>> BEGIN RECORDS

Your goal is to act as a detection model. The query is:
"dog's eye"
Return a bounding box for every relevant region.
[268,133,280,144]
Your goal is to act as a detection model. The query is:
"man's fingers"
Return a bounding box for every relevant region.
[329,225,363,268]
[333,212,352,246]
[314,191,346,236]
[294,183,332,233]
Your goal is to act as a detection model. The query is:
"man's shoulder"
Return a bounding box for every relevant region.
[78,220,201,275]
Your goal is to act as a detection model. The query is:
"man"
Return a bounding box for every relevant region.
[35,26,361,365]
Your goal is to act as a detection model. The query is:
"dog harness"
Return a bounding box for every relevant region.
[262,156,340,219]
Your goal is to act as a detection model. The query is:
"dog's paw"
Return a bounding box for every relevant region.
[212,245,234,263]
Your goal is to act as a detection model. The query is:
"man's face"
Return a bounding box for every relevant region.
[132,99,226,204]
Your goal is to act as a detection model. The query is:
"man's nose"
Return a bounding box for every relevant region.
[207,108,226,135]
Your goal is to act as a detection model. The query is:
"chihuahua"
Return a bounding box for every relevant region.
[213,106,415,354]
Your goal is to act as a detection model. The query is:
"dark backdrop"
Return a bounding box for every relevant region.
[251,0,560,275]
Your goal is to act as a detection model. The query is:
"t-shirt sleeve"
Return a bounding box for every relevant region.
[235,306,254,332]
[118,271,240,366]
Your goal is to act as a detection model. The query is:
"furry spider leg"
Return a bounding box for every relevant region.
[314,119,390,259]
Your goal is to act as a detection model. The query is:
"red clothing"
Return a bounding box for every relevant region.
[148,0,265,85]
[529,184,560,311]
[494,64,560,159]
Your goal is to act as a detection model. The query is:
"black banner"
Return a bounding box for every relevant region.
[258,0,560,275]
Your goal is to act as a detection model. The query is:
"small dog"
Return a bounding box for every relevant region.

>> END RECORDS

## [WORK TO COMPLETE]
Set out every line of the rows above as a two-column Markdown table headed No. and Line. Number the lines in order and leave out any blank ones.

## [RESULT OF THIS TASK]
| No. | Line |
|---|---|
| 1 | Your goal is to act as a detection model. The query is: |
| 2 | "dog's eye" |
| 3 | Return a bounding box for every relevant region. |
| 4 | [268,133,280,144] |
| 5 | Your goal is to act as a detection model. The query is: |
| 6 | "man's fingers" |
| 7 | Return a bounding box for every relevant region. |
| 8 | [329,225,363,268] |
| 9 | [333,212,352,246] |
| 10 | [314,191,346,236] |
| 11 | [294,183,332,233] |
| 12 | Your goal is to act as a detection model. The query is: |
| 13 | "man's shoulder" |
| 14 | Return a bounding box for every relevant region. |
| 15 | [78,220,201,275] |
| 16 | Your goal is to act as a detection model. The query is: |
| 17 | "man" |
| 18 | Return a bounding box for every relevant region. |
| 19 | [35,26,361,365] |
| 20 | Your goal is to act as a detection model. The query is: |
| 21 | "dog harness" |
| 22 | Return a bounding box for every relevant region. |
| 23 | [262,156,340,219] |
| 24 | Your goal is to act as a detection model. The query is: |
| 25 | "dog's paw" |
| 26 | Return a bounding box for every relevant region. |
| 27 | [212,245,234,263] |
| 28 | Your goal is to act as a detection model. The query is: |
| 29 | "man's face" |
| 30 | Return a bounding box for every relevant region. |
| 31 | [132,99,226,204] |
| 32 | Your goal is to act as a detection model. The query is: |
| 33 | "man's nose" |
| 34 | Return a bounding box for every relevant region. |
| 35 | [207,108,226,135] |
| 36 | Your goal is to act as a detection model. The query is: |
| 37 | "chihuahua" |
| 38 | Return a bounding box for every relevant region. |
| 39 | [213,106,415,354] |
| 40 | Your goal is to act as a detection model. The query is: |
| 41 | "dark backdrop" |
| 42 | Return a bounding box for every relevant region. |
| 43 | [251,0,560,275] |
| 44 | Your goal is to act as a detection model. The query is: |
| 45 | "t-shirt sleeve" |
| 46 | Return a bounding box for every relevant region. |
| 47 | [235,306,254,332] |
| 48 | [118,271,240,366] |
| 49 | Your goal is to act as a detection model. The query is: |
| 50 | "furry spider leg" |
| 51 | Return a bounding box for every relevant region. |
| 52 | [314,119,390,259] |
| 53 | Your goal is to act as a detection model. The query is: |
| 54 | "red clothing" |
| 55 | Return a bounding box for every relevant region. |
| 56 | [148,0,265,85] |
| 57 | [529,184,560,311] |
| 58 | [494,64,560,159] |
| 59 | Your goal is to act as a detection model. The query is: |
| 60 | "black banner" |
| 61 | Return a bounding box for every relevant region. |
| 62 | [258,0,560,275] |
| 63 | Your goal is to act as a detection model. The query is: |
| 64 | "small dog" |
| 65 | Return a bounding box for every relevant region. |